##### Input data #####
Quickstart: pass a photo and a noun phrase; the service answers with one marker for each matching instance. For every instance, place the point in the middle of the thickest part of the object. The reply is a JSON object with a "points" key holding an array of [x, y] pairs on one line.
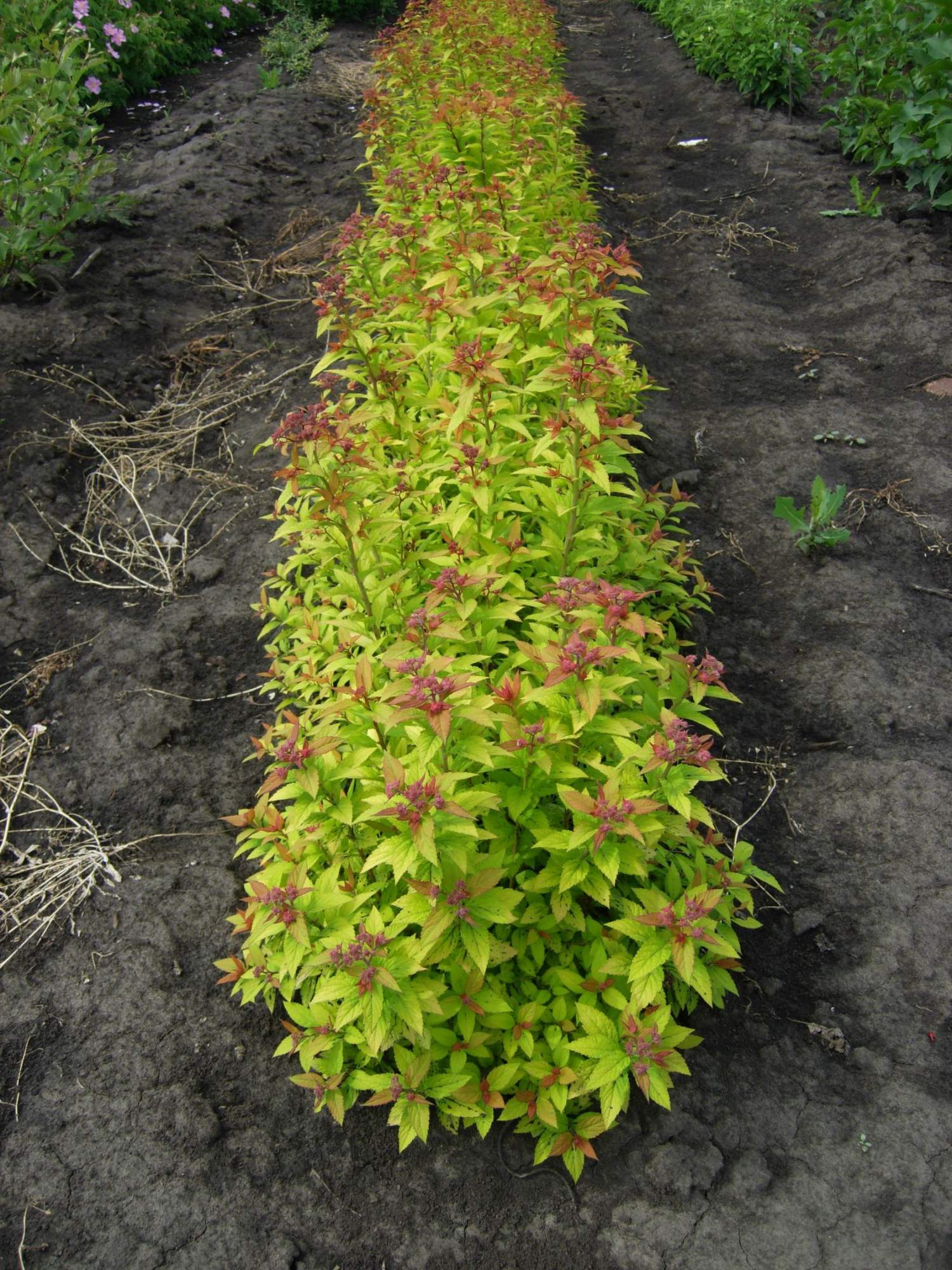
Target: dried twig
{"points": [[345, 79], [934, 591], [892, 496], [16, 1103], [22, 1245]]}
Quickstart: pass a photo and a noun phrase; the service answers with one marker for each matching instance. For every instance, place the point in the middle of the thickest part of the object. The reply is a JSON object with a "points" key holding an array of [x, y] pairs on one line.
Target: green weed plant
{"points": [[290, 45], [762, 46], [814, 529], [49, 153], [486, 887]]}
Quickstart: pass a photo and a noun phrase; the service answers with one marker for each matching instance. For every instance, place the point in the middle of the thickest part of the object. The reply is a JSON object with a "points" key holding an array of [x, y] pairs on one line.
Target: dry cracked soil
{"points": [[144, 1122]]}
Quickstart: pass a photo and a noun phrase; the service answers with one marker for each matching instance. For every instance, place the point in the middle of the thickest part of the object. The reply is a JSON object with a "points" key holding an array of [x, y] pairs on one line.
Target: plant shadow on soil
#####
_Exercise instructions_
Quote all of the entries word for word, omitting any pictures.

_Exercise output_
Quickstart: pass a photo and a noun phrase; the service answers with one marker for each matching instance. For every instance, place the point in the middle of the thickest part of the object. The reply is a JSON object with a "points" key holding an array of [x, y] pairs on one line.
Target: dried twig
{"points": [[345, 79], [934, 591], [892, 496], [16, 1103], [22, 1245]]}
Quickstart: pass a photo and a noun phrase; the service answers with one marker for each matching instance. For every instance, place the point in the middle of the thickest part of the object. The reply is a JSON object with a "points" key holding an array of [x, y] pairs on one line.
Target: green weed plant
{"points": [[290, 45], [762, 46], [814, 529], [49, 153], [486, 887]]}
Quickstart: pass a photo and a noun phrase; the service answers with one marker for each matching instance. For every instance, place the point in the middle of the thickest part of the object. The reply is a JSON object with a "points" key holding an array of [x, y] pairs on one line.
Target: dry cracked soil
{"points": [[144, 1122]]}
Quickstart: pass a photo and a noun phrase; the service answers with one marker for each matching instance. For every instance, place the point in the middle of the thickest part of the object. The reply is a JSON object with a "points" key holding an array of [x, y] pairs on one line.
Target: plant shadow on soil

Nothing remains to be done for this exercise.